| Exercise objective |
Rewrite each line of the records below as a JSON list of strings, with one string per line and no blank lines.

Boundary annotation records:
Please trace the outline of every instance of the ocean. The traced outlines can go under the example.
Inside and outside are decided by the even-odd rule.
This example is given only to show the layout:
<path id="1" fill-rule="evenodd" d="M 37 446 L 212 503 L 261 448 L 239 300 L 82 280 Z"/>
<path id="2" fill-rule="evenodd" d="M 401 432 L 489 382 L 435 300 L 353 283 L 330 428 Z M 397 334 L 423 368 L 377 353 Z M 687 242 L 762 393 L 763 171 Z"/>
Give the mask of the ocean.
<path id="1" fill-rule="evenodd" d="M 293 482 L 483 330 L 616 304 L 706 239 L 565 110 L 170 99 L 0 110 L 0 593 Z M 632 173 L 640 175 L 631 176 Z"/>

| Exercise solution |
[
  "Please trace the outline of every instance of the ocean. The traced outlines can go under the example.",
  "Inside and outside are decided by the even-odd rule.",
  "This example is given only to show the layout:",
  "<path id=\"1\" fill-rule=\"evenodd\" d=\"M 37 446 L 212 503 L 261 448 L 239 300 L 82 280 Z\"/>",
  "<path id=\"2\" fill-rule=\"evenodd\" d=\"M 401 432 L 489 382 L 435 300 L 353 283 L 330 428 Z M 397 334 L 423 368 L 377 353 Z M 687 242 L 762 393 L 763 171 Z\"/>",
  "Give the mask of the ocean.",
  "<path id=\"1\" fill-rule=\"evenodd\" d=\"M 293 482 L 483 330 L 616 304 L 706 239 L 565 110 L 170 99 L 0 110 L 0 593 Z M 632 173 L 640 175 L 631 176 Z\"/>"
]